## BEGIN
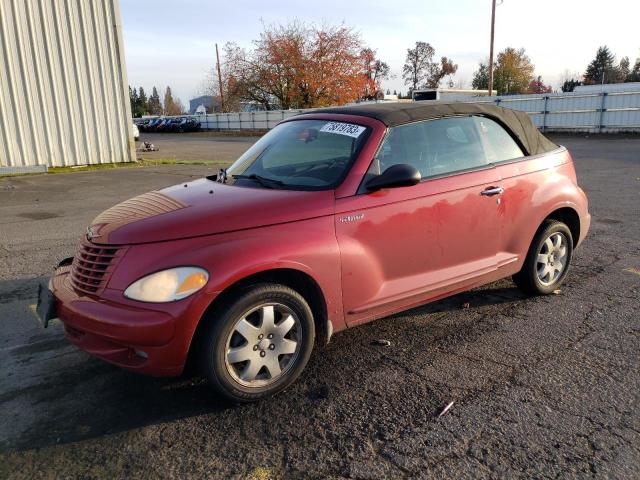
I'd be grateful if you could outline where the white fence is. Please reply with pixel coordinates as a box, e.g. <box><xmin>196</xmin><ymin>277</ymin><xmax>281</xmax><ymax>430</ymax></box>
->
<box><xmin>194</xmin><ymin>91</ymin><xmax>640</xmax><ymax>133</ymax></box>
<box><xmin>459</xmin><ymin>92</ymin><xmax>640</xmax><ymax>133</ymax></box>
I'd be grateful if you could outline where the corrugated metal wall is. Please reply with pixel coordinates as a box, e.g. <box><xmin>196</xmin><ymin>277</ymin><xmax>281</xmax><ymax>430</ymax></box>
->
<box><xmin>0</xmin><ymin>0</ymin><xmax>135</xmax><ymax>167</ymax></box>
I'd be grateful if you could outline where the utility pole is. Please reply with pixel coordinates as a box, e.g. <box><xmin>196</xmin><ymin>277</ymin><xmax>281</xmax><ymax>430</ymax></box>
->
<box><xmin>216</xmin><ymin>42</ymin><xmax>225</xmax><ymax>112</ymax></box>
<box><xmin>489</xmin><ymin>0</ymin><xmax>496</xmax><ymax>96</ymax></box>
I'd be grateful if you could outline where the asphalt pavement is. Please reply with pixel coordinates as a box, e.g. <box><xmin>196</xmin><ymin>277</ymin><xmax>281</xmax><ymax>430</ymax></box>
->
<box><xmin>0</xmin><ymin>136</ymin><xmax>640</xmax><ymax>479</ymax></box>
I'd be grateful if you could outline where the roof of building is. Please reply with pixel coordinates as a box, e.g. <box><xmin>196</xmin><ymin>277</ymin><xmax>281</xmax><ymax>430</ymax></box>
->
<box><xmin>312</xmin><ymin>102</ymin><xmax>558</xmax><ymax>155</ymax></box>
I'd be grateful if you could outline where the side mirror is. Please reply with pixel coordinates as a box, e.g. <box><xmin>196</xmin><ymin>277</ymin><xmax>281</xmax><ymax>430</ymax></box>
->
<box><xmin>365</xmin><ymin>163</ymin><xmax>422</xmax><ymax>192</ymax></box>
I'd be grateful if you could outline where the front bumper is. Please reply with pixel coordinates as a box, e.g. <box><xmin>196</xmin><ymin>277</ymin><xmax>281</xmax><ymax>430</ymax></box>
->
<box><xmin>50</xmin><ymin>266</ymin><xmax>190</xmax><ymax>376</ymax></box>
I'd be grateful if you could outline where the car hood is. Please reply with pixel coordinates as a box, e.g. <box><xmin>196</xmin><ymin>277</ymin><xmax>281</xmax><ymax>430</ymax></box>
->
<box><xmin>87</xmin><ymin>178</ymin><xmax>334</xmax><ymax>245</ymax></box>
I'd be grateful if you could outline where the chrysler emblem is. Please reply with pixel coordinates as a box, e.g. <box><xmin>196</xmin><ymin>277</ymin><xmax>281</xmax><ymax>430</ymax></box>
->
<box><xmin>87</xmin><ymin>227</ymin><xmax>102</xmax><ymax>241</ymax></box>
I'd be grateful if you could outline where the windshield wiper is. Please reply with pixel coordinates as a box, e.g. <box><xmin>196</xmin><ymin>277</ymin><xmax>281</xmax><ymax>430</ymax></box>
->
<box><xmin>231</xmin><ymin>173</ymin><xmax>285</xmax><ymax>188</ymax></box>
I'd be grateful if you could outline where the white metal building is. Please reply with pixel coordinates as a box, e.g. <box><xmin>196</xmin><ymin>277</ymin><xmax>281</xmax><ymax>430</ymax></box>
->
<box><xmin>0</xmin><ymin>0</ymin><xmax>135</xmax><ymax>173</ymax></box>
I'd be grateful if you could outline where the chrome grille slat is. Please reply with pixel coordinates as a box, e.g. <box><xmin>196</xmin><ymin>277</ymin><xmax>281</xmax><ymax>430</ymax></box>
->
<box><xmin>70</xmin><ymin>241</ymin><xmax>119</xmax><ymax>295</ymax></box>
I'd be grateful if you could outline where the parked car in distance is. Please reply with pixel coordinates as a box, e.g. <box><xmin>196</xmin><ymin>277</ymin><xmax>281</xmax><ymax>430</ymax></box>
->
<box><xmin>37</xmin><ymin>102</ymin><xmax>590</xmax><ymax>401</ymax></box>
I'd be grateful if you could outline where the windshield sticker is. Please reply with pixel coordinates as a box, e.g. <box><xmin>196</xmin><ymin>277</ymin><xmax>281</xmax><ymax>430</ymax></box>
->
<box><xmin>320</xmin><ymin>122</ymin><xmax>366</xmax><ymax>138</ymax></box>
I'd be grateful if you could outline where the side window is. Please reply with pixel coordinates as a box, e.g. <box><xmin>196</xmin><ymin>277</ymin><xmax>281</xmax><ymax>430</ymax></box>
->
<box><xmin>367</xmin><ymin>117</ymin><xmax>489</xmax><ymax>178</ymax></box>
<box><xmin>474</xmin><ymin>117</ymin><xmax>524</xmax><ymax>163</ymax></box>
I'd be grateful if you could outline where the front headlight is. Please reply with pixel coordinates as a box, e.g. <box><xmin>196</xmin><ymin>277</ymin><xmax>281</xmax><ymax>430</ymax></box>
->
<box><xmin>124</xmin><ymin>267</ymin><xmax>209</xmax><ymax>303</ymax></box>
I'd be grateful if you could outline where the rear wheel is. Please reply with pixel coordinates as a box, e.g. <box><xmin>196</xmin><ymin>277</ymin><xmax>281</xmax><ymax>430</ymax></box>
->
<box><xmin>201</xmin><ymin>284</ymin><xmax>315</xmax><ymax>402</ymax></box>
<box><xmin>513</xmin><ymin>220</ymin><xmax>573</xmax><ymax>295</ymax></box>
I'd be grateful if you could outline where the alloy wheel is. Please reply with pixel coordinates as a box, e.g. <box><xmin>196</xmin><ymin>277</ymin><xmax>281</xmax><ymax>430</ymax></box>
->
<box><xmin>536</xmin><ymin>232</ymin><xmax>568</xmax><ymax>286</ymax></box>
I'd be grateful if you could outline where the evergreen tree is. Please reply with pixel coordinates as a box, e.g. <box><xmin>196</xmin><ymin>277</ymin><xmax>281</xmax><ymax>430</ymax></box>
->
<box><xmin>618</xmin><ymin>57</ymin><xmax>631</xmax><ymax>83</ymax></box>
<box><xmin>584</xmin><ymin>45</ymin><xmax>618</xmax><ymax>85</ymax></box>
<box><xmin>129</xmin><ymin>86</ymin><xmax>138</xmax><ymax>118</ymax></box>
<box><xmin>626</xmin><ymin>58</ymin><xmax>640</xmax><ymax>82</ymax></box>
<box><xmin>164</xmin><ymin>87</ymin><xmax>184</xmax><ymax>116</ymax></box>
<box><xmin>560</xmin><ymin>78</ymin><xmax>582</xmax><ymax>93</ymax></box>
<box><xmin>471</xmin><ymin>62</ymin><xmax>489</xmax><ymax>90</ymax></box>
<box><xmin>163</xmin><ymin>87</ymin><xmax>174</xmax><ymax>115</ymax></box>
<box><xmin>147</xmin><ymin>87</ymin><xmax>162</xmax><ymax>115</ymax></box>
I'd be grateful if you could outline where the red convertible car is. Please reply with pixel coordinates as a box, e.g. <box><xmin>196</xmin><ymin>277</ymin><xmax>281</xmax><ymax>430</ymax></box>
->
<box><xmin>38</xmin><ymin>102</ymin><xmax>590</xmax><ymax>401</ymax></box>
## END
Copy out the data from the line containing "I'd be grateful if you could outline where the red" through the final line of the data, including both of those lines.

Reply>
I'd be grateful if you could outline where the red convertible car is. Please reply with pixel coordinates as a box, e.g. <box><xmin>196</xmin><ymin>277</ymin><xmax>281</xmax><ymax>430</ymax></box>
->
<box><xmin>38</xmin><ymin>102</ymin><xmax>590</xmax><ymax>401</ymax></box>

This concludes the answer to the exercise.